• **Aim of the task**:
Among the entries that follow, find every line with the word "blue" and copy it.

(Data entries)

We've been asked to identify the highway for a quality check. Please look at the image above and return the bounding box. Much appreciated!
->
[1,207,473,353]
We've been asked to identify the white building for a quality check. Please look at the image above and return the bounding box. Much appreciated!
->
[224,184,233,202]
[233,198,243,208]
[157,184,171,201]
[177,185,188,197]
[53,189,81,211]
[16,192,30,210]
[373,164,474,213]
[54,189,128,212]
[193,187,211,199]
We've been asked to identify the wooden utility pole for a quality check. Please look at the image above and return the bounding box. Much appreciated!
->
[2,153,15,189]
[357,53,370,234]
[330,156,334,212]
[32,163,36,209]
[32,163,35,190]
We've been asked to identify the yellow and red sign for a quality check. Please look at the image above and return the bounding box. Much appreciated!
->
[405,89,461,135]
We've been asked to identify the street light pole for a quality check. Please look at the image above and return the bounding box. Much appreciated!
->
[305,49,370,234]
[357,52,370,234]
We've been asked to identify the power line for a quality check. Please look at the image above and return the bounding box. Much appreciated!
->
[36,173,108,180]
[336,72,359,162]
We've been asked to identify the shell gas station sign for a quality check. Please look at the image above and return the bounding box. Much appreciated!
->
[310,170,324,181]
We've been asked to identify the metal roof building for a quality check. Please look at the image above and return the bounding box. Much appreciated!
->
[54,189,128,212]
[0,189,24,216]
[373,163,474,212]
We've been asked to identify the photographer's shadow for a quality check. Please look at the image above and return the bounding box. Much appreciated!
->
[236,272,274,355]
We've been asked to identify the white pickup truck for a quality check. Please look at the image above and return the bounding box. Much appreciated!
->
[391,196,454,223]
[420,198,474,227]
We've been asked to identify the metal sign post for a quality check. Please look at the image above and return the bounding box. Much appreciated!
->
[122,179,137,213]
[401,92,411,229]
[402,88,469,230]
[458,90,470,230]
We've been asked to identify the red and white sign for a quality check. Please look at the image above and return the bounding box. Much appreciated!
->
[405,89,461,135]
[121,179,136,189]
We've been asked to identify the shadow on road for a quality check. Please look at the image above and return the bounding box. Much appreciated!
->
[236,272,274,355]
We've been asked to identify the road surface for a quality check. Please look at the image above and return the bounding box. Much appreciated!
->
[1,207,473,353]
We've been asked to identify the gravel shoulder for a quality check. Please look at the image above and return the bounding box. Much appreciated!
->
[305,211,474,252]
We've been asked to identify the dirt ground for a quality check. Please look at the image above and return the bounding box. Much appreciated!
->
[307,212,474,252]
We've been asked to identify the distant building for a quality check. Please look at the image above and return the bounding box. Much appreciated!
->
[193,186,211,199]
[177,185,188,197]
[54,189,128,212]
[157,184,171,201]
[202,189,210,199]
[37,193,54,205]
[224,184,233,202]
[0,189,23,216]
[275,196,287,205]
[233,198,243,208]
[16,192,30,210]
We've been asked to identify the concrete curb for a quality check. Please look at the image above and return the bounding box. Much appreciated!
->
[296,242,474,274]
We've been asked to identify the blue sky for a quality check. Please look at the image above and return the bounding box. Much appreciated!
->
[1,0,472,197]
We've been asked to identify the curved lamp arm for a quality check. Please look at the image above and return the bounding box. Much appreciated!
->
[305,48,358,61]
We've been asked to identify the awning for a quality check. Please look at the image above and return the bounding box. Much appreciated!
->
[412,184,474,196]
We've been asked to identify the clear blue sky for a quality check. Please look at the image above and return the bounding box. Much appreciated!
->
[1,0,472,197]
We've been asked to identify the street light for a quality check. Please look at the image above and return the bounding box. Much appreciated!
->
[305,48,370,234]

• **Solution to the problem**:
We've been asked to identify the blue sky for a quality check. Please look at the image above and return the bounding box. Much appreciated!
We've been asked to identify the clear blue sky for a quality check. Please look at the image above and return the bounding box. Much appreciated!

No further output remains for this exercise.